> **TÂCHE À RÉALISER**
Selon l'extrait sur l'impôt, pourquoi ne peut-on pas être d'accord quand on dit que l'actuel Gouvernement a porté le précompte mobilier à 30 % ? Répondez en une à trois phrases.

> **SECTION DU DOCUMENT**
On ne peut être d’accord quand on dit que l’actuel Gouvernement a porté le précompte mobilier à 30 %. Dans les apparences oui, mais on a inventé une machine à blanchir les dividendes qui s’appelle la réserve de liquidation. Les socialistes avaient porté le précompte mobilier à 25 % sans ajouter des mécanismes qui ont pour conséquence de vider la mesure de son effet.
A nouveau, il faut insister sur le fait qu’il faut faire de l’éducation permanente. On doit être convainquant, plus que les autres, et mieux que les autres. Et puis, surtout, on doit rappeler une chose très simple : si il y a un impôt ce n’est pas que pour financer le bras droit de l’Etat, le bras qui juge, le bras qui punit, le bras qui emprisonne, mais aussi pour financer le bras gauche de l’Etat, l’Etat qui éduque, qui soigne, qui protège, qui émancipe.
En conclusion, Antonio Gambini souligne brièvement quatre éléments.
Il faut sans cesse expliquer à quoi sert l’impôt. L’exemple des Etats-Unis où l’essentiel du système de santé repose sur un financement privé est frappant. Les taux de mortalité sont plus élevés parce que les gens sont mal soignés ou n’ont pas de couverture médicale. A côté de cela, les assurances privées s’enrichissent, ainsi que l’industrie du médicament parce qu’il n’y a pas de négociation sur le prix du médicament. Par contre, dans tous les systèmes de santé public, les résultats sont meilleures et ils coûtent moins chers.

Entrées de données recueillies:
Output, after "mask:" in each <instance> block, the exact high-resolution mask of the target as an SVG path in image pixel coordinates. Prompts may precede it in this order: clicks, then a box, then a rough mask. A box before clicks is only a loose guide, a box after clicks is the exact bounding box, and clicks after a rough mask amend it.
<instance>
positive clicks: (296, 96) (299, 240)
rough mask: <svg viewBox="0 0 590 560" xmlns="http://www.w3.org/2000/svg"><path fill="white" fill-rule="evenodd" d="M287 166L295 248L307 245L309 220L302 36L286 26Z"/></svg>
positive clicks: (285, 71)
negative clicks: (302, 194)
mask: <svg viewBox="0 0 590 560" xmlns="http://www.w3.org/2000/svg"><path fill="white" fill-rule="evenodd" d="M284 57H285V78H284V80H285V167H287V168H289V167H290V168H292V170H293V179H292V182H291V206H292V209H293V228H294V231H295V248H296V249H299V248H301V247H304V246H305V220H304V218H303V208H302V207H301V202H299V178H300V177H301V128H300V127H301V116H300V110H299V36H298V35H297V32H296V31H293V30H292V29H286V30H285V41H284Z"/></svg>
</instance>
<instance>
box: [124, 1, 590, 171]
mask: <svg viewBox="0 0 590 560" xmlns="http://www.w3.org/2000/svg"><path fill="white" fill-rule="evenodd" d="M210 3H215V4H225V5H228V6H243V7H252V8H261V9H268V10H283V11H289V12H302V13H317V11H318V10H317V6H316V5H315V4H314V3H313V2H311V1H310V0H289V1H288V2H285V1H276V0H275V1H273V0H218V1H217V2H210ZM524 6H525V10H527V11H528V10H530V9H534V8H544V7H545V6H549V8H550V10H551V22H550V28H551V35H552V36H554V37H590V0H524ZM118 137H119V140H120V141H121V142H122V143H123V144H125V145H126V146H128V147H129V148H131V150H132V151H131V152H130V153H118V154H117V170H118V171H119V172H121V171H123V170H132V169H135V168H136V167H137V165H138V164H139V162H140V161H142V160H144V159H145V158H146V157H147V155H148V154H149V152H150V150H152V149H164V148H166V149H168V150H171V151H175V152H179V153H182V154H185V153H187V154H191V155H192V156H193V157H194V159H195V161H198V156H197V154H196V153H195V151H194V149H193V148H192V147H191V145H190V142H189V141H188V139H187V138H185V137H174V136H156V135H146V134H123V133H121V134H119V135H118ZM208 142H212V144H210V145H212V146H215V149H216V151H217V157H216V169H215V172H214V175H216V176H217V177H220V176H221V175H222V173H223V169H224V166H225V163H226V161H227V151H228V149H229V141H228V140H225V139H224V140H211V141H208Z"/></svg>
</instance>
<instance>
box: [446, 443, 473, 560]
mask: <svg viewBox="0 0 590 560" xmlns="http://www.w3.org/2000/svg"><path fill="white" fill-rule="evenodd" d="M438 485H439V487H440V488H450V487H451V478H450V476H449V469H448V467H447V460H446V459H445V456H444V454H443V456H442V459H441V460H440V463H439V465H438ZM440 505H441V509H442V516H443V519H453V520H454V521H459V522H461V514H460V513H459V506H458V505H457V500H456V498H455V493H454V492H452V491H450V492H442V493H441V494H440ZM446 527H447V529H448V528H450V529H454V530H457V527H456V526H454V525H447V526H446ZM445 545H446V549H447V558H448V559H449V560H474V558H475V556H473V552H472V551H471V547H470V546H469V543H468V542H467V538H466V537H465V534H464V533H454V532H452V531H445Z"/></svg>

> **LA RÉPONSE**
Cette hausse n'est réelle qu'en apparence, car le Gouvernement a inventé la réserve de liquidation, décrite comme une machine à blanchir les dividendes. Ce mécanisme vide la mesure de son effet, alors que les socialistes avaient porté le précompte à 25 % sans rien ajouter de tel.